■ Work order ■
A picture-free, exact copy of all the records below is the goal.

.....

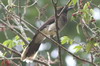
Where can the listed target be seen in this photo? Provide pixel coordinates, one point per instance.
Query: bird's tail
(31, 50)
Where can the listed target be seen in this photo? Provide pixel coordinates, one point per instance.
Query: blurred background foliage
(37, 15)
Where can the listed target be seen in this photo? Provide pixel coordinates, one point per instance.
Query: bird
(49, 29)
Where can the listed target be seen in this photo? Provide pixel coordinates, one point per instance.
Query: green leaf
(96, 44)
(29, 39)
(78, 48)
(7, 42)
(77, 28)
(74, 2)
(71, 41)
(64, 39)
(10, 2)
(89, 46)
(17, 37)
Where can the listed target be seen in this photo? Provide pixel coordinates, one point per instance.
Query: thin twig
(57, 32)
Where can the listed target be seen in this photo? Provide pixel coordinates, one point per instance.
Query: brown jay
(49, 29)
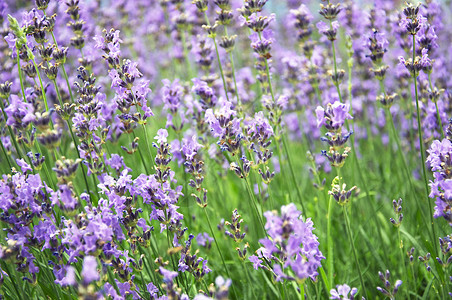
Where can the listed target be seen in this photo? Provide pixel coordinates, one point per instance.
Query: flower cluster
(333, 119)
(290, 244)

.....

■ Task solution ■
Where can the listed target be seen in this photo? Provide pixel coordinates, one point per instance.
Query: bird's tail
(31, 50)
Where can the listed target be seen in this photo? Provide pixel coordinates, one point per instance.
Query: blurred background foliage
(37, 15)
Where can the listed target be seen in this photo? Provide pixel coordinates, one point per instance.
Query: bird
(49, 29)
Where can the listed target be seen in this photo? Provide pixel coordinates, one point per instance.
Query: green leaf
(96, 44)
(29, 39)
(78, 48)
(7, 42)
(77, 28)
(74, 2)
(71, 41)
(64, 39)
(10, 2)
(89, 46)
(17, 37)
Where can the listed target be seen in this photo? Provide pixel coordinates, one point per instance.
Query: thin twig
(57, 32)
Where can the listed target be seen in this photo? Provide pixel coordinates, one point per instance.
Query: brown jay
(49, 29)
Where can the listed target be seen in this photo? Provide pixel coordinates, one point per instance.
Query: flower cluster
(333, 119)
(290, 244)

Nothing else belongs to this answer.